### Directions for this task
Return all of the records below verbatim, every line unchanged and in its original order.
— BEGIN Extracted records —
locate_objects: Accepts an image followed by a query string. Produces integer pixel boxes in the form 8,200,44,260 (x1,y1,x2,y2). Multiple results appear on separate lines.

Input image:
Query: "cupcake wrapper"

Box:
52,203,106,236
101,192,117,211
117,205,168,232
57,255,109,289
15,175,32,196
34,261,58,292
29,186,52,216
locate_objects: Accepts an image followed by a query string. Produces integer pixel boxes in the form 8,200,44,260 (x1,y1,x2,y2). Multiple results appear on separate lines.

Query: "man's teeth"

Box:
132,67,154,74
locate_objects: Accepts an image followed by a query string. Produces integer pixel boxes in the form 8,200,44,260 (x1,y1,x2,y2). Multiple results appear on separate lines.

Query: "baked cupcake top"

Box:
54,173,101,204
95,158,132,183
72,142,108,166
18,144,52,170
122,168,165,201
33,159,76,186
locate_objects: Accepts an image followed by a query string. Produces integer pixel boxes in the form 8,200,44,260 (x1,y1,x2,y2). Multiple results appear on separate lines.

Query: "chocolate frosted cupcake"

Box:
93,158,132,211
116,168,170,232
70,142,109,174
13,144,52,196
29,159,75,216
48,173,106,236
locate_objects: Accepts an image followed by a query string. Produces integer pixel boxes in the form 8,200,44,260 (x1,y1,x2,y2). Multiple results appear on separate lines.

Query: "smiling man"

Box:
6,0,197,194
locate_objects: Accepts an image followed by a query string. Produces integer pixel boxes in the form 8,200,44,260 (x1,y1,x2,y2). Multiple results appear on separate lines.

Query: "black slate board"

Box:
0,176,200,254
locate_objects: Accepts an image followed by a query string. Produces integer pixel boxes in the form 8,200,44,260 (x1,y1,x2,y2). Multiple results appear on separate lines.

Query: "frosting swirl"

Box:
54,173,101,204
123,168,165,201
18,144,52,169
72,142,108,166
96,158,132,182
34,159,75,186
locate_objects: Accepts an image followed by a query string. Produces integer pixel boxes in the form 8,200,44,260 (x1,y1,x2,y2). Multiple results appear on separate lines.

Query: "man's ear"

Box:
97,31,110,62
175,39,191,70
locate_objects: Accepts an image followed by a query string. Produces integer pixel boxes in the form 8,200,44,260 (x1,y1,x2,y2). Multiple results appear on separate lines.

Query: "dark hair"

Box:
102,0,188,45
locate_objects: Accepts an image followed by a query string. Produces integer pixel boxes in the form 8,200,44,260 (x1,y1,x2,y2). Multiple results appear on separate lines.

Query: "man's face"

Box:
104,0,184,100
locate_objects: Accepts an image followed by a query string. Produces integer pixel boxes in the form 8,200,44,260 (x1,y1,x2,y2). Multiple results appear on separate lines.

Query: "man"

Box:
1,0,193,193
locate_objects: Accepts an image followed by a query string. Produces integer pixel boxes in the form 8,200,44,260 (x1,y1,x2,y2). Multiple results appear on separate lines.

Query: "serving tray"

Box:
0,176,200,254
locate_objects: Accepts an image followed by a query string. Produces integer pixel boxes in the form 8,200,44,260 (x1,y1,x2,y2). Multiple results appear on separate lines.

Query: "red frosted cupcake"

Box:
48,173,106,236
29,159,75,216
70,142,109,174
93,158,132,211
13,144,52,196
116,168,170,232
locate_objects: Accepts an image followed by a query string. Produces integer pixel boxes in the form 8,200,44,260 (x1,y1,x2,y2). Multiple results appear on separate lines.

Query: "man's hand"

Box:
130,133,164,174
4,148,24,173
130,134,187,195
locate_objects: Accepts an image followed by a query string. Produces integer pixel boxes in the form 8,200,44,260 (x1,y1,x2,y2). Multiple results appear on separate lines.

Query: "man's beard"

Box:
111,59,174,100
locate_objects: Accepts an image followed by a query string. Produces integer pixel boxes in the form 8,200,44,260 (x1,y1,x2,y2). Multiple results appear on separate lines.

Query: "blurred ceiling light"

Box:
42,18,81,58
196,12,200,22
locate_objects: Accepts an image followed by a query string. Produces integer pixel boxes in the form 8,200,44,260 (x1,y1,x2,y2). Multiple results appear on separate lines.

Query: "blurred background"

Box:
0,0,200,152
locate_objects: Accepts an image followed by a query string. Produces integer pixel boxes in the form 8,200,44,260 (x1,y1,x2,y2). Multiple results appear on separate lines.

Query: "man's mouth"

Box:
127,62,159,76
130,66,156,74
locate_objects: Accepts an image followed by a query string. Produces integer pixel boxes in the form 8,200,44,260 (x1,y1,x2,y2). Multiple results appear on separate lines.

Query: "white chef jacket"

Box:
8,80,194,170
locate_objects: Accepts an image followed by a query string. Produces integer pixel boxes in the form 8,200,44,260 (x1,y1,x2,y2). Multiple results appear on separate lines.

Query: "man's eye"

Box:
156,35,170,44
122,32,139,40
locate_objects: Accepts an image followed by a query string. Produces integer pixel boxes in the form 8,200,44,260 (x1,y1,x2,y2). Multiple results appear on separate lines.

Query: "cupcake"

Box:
— END Extracted records —
### Solution to this exercise
locate_objects: Accepts an image followed by a query string. Produces integer pixel boxes in the form 8,200,44,260 (x1,y1,x2,y2). Multiple results appear on separate lines.

Input image:
Query: "cupcake wrapper"

Box:
52,203,106,236
101,192,117,211
117,205,168,232
57,255,109,289
15,175,32,196
34,261,58,292
29,186,52,216
locate_objects: Accepts an image followed by a query string. Produces integer pixel boxes in the form 8,200,44,260 (x1,y1,x2,y2). Multiple results appear on separate lines.

Query: "man's teeth"

Box:
132,67,154,74
locate_objects: Accepts an image followed by a query string. Produces integer pixel boxes in the form 8,200,44,260 (x1,y1,x2,y2). Multiple results appear on separate lines.

Query: "baked cupcake top"

Box:
54,173,101,204
95,158,132,183
72,142,108,166
18,144,52,170
122,168,165,201
33,159,76,186
locate_objects: Accepts an image followed by a query string. Produces integer pixel boxes in the form 8,200,44,260 (x1,y1,x2,y2). Multiple results appear on separate lines.

Query: "chocolate frosted cupcake"

Box:
93,158,132,211
116,168,170,232
70,142,109,174
13,144,52,196
29,159,75,216
48,173,106,236
locate_objects: Accepts an image followed by a query string. Produces integer pixel boxes in the form 8,200,44,260 (x1,y1,x2,y2). Multiple results appear on separate lines.

Query: "smiling man"

Box:
6,0,197,194
locate_objects: Accepts an image followed by a query string. Produces integer pixel boxes in the form 8,200,44,260 (x1,y1,x2,y2). Multiple results appear on separate lines.

Query: "black slate board"

Box:
0,176,200,254
locate_objects: Accepts an image followed by a query string. Produces integer pixel boxes in the form 8,200,44,260 (x1,y1,x2,y2). Multiple results appear on separate lines.

Query: "frosting swirl"

Box:
54,173,101,204
123,168,165,201
18,144,52,169
72,142,108,166
96,158,132,182
34,159,75,186
locate_objects: Accepts an image followed by a query string. Produces integer pixel boxes in the form 8,200,44,260 (x1,y1,x2,y2). Multiple results appear on separate lines.

Query: "man's ear"

Box:
97,31,110,62
175,39,191,70
locate_objects: Accepts an image followed by a query string. Produces integer pixel boxes in the form 8,200,44,260 (x1,y1,x2,y2). Multiple results appear on separate lines.

Query: "dark hair"

Box:
102,0,188,45
locate_objects: Accepts an image followed by a query string. Produces integer pixel boxes in the form 8,200,44,260 (x1,y1,x2,y2). Multiple results appear on separate lines.

Query: "man's face"

Box:
104,0,184,100
locate_objects: Accepts an image followed by a query string. Produces integer pixel boxes in the form 8,200,44,260 (x1,y1,x2,y2). Multiple results appear on separate lines.

Query: "man"

Box:
1,0,193,193
locate_objects: Accepts an image followed by a query string. Produces integer pixel boxes in the form 8,200,44,260 (x1,y1,x2,y2). Multiple results appear on separate lines.

Query: "serving tray"

Box:
0,176,200,254
locate_objects: Accepts an image followed by a query string. Produces integer pixel boxes in the form 8,200,44,260 (x1,y1,x2,y2). Multiple results appear on separate lines.

Query: "red frosted cupcake"

Box:
48,173,106,236
29,159,75,216
70,142,109,174
93,158,132,211
13,144,52,196
116,168,170,232
locate_objects: Accepts an image followed by a query string. Produces integer pixel boxes in the form 8,200,44,260 (x1,y1,x2,y2). Multiple results appear on separate lines.

Query: "man's hand"

Box:
130,133,164,174
4,148,24,173
130,134,187,195
locate_objects: Accepts an image followed by a query string. Produces integer pixel boxes in the form 8,200,44,260 (x1,y1,x2,y2). Multiple results appear on separate lines.

Query: "man's beard"

Box:
111,59,174,100
locate_objects: Accepts an image followed by a query string. Produces integer pixel boxes in the form 8,200,44,260 (x1,y1,x2,y2). Multiple results appear on separate lines.

Query: "blurred ceiling light"

Box:
42,18,81,58
196,12,200,22
locate_objects: Accepts an image followed by a query string. Produces integer pixel boxes in the form 8,200,44,260 (x1,y1,x2,y2). Multiple results appear on separate lines.

Query: "blurred background"

Box:
0,0,200,152
locate_objects: Accepts an image followed by a query string. Produces integer pixel boxes in the form 8,200,44,260 (x1,y1,x2,y2). Multiple results appear on separate lines.

Query: "man's mouth"

Box:
127,62,159,76
130,66,156,74
locate_objects: Accepts an image followed by a query string. Produces integer pixel boxes in the form 8,200,44,260 (x1,y1,x2,y2). Multiple results appear on separate lines.

Query: "white chef jacket"

Box:
8,80,194,170
locate_objects: Accepts an image followed by a query string. Produces integer pixel boxes in the form 8,200,44,260 (x1,y1,x2,y2). Multiple results appear on separate lines.

Query: "man's eye"

Box:
156,35,170,44
122,32,139,40
locate_objects: Accepts an image followed by a query string. Produces integer pixel boxes in the form 8,200,44,260 (x1,y1,x2,y2). Multiple results appear on separate lines.

Query: "cupcake"

Box:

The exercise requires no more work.